- [REQUIRED ACTION A]:
From the hearing transcript, reproduce everything from "You have 7, 8" down to "affect Treasury markets.".

- [PASSAGE FOR REVIEW]:
You have 7, 8 seconds. No, we are out of time.
    I yield back the balance of my time.
    Chairman Lucas. You are out of time. The gentlelady yields 
back.
    The chair now recognizes the gentleman from Nebraska, Mr. 
Flood, who is Chair of the Subcommittee on Housing and 
Insurance, for 5 minutes.
    Mr. Flood. Thank you, Mr. Chairman.
    As of January 2025, China was the number two foreign holder 
of Treasury securities with about $760 billion worth. That 
represents about 2.6 percent of our outstanding debt. Given 
China's role as a major holder of Treasury securities, I am 
interested in how a broader decoupling scenario with China 
would affect Treasury markets.
    Dr. Forbes highlighted some of the challenges that Treasury 
markets could face in the coming years given the consistent and 
persistent issuance of debt in the face of ongoing deficits in 
her testimony. We are also seeing current efforts to confront 
China directly on trade, something that could either lead to 
better trade deals for America in the future or it could 
expedite a potential decoupling scenario.
    To Mr. Wipf, Mr. O'Malia, and Dr. Forbes, here is the 
question: If we move into a bipolar world more similar to what 
we saw during the cold war with the U.S. and Russia, where some 
countries align themselves to the U.S. and the others to China, 
could that have broader implications for our Treasury markets 
in relation to foreign purchases of U.S. debt?
    Let us start with you, Mr. Wipf.

- [Items stored from a collection]:
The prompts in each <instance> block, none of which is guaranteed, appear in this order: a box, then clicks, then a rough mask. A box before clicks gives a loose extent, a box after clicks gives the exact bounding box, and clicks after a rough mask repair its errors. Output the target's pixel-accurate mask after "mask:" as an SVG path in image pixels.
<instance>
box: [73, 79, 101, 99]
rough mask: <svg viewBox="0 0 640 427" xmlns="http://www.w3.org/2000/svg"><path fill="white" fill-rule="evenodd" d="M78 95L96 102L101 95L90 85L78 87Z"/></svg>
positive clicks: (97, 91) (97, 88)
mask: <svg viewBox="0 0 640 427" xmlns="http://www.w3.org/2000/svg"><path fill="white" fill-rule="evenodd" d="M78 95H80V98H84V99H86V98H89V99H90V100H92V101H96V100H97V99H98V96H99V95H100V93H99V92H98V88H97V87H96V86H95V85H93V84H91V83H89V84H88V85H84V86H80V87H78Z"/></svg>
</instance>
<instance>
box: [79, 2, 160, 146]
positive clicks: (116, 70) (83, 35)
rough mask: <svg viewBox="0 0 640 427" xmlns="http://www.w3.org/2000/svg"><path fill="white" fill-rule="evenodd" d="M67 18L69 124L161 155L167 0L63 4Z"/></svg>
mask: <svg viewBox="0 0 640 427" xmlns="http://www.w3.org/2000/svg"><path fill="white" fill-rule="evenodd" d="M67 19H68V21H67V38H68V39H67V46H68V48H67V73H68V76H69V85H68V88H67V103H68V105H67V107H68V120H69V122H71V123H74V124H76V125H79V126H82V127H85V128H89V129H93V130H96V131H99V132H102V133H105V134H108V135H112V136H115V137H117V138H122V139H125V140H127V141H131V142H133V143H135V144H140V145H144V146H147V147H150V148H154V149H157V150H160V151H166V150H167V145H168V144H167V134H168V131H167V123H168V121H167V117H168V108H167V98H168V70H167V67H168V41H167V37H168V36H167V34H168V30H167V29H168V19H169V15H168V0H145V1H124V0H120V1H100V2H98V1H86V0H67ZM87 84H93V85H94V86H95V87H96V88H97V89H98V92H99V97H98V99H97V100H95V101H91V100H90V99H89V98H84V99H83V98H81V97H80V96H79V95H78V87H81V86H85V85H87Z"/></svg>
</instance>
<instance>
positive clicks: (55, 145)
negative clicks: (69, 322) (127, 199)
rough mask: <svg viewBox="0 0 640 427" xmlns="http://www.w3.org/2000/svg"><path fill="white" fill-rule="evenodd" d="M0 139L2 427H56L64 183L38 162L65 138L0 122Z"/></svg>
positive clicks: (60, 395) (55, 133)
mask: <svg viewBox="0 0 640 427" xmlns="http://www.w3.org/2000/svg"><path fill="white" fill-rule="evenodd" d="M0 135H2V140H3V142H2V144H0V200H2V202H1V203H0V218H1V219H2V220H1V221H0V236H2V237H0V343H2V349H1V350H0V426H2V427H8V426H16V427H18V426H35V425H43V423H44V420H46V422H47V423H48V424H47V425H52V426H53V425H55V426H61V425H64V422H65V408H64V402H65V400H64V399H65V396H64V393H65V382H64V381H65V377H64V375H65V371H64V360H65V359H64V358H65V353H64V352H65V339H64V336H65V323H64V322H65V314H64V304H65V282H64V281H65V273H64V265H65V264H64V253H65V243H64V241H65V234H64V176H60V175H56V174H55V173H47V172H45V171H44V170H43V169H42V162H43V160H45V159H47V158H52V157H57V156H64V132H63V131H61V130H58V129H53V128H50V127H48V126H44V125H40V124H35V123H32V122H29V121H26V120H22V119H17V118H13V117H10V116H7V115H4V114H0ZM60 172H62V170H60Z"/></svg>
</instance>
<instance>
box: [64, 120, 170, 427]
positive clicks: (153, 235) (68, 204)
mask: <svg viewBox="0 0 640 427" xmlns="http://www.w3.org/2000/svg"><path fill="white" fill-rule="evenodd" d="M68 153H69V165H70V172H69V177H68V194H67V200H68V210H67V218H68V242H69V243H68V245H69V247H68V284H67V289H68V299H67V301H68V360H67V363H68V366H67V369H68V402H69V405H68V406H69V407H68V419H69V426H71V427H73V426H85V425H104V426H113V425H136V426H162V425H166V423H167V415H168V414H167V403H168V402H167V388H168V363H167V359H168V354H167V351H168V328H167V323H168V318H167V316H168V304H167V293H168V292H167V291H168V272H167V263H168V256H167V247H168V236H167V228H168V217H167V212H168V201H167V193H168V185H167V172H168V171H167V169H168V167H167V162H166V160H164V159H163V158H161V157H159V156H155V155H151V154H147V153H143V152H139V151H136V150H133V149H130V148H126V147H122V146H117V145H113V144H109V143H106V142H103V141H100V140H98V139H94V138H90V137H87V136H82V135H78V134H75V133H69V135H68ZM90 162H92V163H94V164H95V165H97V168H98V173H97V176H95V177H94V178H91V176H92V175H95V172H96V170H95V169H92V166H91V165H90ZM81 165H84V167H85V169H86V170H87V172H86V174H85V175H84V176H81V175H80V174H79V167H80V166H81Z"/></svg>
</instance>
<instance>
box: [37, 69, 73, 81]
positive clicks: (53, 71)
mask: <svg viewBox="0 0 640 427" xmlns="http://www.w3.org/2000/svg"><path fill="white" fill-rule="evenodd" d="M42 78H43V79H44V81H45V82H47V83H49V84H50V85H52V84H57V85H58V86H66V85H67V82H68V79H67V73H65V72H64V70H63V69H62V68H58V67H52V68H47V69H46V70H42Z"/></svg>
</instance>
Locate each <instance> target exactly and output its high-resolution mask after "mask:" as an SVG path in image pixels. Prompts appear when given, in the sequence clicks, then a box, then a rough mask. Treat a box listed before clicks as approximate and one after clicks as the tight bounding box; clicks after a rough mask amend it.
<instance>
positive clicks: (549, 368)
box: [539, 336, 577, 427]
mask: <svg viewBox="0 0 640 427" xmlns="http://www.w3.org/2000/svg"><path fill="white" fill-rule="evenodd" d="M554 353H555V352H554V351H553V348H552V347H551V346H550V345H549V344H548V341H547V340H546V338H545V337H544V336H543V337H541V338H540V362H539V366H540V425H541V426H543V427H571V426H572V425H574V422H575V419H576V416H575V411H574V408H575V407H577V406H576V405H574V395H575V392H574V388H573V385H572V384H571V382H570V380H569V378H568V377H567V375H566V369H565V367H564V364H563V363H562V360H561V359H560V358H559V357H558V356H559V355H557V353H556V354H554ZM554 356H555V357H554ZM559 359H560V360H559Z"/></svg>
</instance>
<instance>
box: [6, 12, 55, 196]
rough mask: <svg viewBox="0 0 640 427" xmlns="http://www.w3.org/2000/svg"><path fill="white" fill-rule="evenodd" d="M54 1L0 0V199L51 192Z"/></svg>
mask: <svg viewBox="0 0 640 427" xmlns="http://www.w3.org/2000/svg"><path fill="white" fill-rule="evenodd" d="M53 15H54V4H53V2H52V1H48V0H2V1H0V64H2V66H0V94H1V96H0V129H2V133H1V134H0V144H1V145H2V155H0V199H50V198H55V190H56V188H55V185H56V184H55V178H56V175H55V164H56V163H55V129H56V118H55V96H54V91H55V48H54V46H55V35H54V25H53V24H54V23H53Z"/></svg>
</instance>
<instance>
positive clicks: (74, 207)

- [REQUIRED ACTION B]:
Turn the entries, from the first line down to and including the line containing "positive clicks: (97, 91) (97, 88)", into a numbered list, skipping any blank lines.

- [ANSWER AREA A]:
You have 7, 8 seconds. No, we are out of time.
    I yield back the balance of my time.
    Chairman Lucas. You are out of time. The gentlelady yields 
back.
    The chair now recognizes the gentleman from Nebraska, Mr. 
Flood, who is Chair of the Subcommittee on Housing and 
Insurance, for 5 minutes.
    Mr. Flood. Thank you, Mr. Chairman.
    As of January 2025, China was the number two foreign holder 
of Treasury securities with about $760 billion worth. That 
represents about 2.6 percent of our outstanding debt. Given 
China's role as a major holder of Treasury securities, I am 
interested in how a broader decoupling scenario with China 
would affect Treasury markets.

- [ANSWER AREA B]:
1. The prompts in each <instance> block, none of which is guaranteed, appear in this order: a box, then clicks, then a rough mask. A box before clicks gives a loose extent, a box after clicks gives the exact bounding box, and clicks after a rough mask repair its errors. Output the target's pixel-accurate mask after "mask:" as an SVG path in image pixels.
2. <instance>
3. box: [73, 79, 101, 99]
4. rough mask: <svg viewBox="0 0 640 427" xmlns="http://www.w3.org/2000/svg"><path fill="white" fill-rule="evenodd" d="M78 95L96 102L101 95L90 85L78 87Z"/></svg>
5. positive clicks: (97, 91) (97, 88)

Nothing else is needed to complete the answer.